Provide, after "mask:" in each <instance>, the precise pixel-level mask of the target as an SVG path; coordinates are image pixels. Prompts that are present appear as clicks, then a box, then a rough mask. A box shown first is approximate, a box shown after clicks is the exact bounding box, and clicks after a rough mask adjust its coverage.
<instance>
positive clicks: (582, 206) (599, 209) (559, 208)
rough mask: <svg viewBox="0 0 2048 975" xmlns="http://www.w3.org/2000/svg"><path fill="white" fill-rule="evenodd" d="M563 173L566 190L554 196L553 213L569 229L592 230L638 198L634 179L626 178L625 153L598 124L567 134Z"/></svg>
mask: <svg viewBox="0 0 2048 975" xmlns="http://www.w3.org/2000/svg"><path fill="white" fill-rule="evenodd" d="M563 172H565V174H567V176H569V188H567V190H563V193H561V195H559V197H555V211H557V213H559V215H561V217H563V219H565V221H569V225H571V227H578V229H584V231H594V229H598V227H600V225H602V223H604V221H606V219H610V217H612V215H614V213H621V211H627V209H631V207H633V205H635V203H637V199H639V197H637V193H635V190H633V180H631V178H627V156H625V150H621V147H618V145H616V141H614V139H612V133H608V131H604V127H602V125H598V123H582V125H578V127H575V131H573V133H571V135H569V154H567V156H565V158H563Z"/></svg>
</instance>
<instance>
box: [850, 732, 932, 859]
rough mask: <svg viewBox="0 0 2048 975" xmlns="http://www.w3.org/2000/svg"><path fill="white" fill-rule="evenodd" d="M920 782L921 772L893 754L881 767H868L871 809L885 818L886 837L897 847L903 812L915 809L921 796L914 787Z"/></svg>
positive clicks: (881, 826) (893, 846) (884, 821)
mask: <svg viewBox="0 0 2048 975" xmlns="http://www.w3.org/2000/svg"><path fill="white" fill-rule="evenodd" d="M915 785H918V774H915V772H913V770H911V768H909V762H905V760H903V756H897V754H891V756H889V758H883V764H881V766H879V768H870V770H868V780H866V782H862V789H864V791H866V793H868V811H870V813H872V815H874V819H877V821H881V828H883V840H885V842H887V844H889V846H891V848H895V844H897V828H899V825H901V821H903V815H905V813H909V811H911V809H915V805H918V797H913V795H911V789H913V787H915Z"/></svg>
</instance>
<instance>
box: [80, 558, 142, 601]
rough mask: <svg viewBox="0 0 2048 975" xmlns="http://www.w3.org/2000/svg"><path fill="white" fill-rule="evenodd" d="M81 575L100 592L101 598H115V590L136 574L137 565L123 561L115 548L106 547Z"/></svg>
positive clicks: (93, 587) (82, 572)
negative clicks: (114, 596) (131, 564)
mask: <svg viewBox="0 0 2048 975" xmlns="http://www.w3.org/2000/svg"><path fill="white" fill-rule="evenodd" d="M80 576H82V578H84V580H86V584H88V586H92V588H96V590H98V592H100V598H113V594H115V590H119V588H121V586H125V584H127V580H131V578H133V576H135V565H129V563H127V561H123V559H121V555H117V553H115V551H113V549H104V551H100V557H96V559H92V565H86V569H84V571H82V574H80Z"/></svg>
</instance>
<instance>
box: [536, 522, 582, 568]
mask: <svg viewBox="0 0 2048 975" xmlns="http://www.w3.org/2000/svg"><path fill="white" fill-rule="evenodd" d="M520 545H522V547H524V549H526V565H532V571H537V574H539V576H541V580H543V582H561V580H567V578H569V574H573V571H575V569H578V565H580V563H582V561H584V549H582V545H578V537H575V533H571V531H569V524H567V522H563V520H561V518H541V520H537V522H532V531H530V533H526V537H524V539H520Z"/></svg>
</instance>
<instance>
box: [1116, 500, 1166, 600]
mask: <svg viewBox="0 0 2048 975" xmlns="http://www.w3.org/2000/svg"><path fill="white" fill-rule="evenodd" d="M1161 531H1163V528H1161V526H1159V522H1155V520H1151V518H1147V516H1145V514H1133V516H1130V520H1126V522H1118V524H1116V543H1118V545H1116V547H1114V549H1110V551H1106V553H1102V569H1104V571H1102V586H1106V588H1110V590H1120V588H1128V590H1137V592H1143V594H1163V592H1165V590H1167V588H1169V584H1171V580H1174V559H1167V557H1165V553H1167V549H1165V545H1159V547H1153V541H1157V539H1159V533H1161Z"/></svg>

» **EXERCISE PROMPT**
For this exercise, restate every record word for word.

» **ANSWER BOX**
Provide, after "mask:" in each <instance>, the precise pixel-level mask of the target as an SVG path; coordinates are image pixels. Prompts that are present appear as clicks, then a box, then a rough mask. A box shown first is approximate, a box shown after clicks is the exact bounding box, and clicks after a rough mask adjust its coverage.
<instance>
positive clicks: (582, 206) (599, 209) (559, 208)
rough mask: <svg viewBox="0 0 2048 975" xmlns="http://www.w3.org/2000/svg"><path fill="white" fill-rule="evenodd" d="M563 173L566 190L554 196L553 213L569 229L592 230L638 198L634 179L626 178L625 153L598 124L567 134Z"/></svg>
mask: <svg viewBox="0 0 2048 975" xmlns="http://www.w3.org/2000/svg"><path fill="white" fill-rule="evenodd" d="M563 172H565V174H567V176H569V188H567V190H563V193H561V195H559V197H555V211H557V213H559V215H561V217H563V219H565V221H569V225H571V227H578V229H584V231H594V229H598V227H600V225H602V223H604V221H606V219H610V217H612V215H614V213H621V211H627V209H631V207H633V205H635V203H637V199H639V197H637V193H635V190H633V180H631V178H627V156H625V150H621V147H618V145H616V141H614V139H612V133H608V131H604V127H602V125H598V123H582V125H578V127H575V131H573V133H571V135H569V154H567V156H565V158H563Z"/></svg>
</instance>
<instance>
box: [850, 732, 932, 859]
rough mask: <svg viewBox="0 0 2048 975" xmlns="http://www.w3.org/2000/svg"><path fill="white" fill-rule="evenodd" d="M920 782L921 772L893 754L881 767H868L871 809L885 818L886 837L897 847L903 812L915 809L921 796L914 787Z"/></svg>
positive clicks: (881, 826) (893, 846) (884, 821)
mask: <svg viewBox="0 0 2048 975" xmlns="http://www.w3.org/2000/svg"><path fill="white" fill-rule="evenodd" d="M915 785H918V774H915V772H913V770H911V768H909V762H905V760H903V756H897V754H891V756H889V758H883V764H881V766H879V768H870V770H868V780H866V782H862V789H864V791H866V793H868V811H870V813H872V815H874V819H877V821H881V828H883V840H885V842H887V844H889V846H891V848H895V844H897V828H899V825H901V821H903V815H905V813H909V811H911V809H915V805H918V797H913V795H911V789H913V787H915Z"/></svg>
</instance>
<instance>
box: [80, 558, 142, 601]
rough mask: <svg viewBox="0 0 2048 975" xmlns="http://www.w3.org/2000/svg"><path fill="white" fill-rule="evenodd" d="M81 575L100 592L101 598H115V590L136 574L137 565L123 561L115 548L106 547Z"/></svg>
positive clicks: (93, 587) (82, 572)
negative clicks: (114, 596) (131, 564)
mask: <svg viewBox="0 0 2048 975" xmlns="http://www.w3.org/2000/svg"><path fill="white" fill-rule="evenodd" d="M80 576H82V578H84V580H86V584H88V586H92V588H96V590H98V592H100V598H113V594H115V590H119V588H121V586H125V584H127V580H131V578H133V576H135V565H129V563H127V561H123V559H121V555H117V553H115V551H113V549H104V551H100V557H96V559H92V565H86V569H84V571H82V574H80Z"/></svg>
</instance>
<instance>
box: [536, 522, 582, 568]
mask: <svg viewBox="0 0 2048 975" xmlns="http://www.w3.org/2000/svg"><path fill="white" fill-rule="evenodd" d="M520 545H522V547H524V549H526V565H532V571H537V574H539V576H541V580H543V582H561V580H567V578H569V574H573V571H575V569H578V565H580V563H582V561H584V549H582V545H578V537H575V533H571V531H569V524H567V522H563V520H561V518H541V520H537V522H532V531H530V533H526V537H524V539H520Z"/></svg>
</instance>
<instance>
box: [1116, 500, 1166, 600]
mask: <svg viewBox="0 0 2048 975" xmlns="http://www.w3.org/2000/svg"><path fill="white" fill-rule="evenodd" d="M1161 531H1163V528H1161V526H1159V522H1155V520H1151V518H1147V516H1145V514H1133V516H1130V520H1126V522H1118V524H1116V543H1118V545H1116V547H1114V549H1110V551H1106V553H1102V569H1104V571H1102V586H1106V588H1110V590H1120V588H1128V590H1137V592H1143V594H1163V592H1165V590H1167V588H1169V584H1171V580H1174V559H1167V557H1165V553H1167V549H1165V545H1159V547H1153V541H1157V539H1159V533H1161Z"/></svg>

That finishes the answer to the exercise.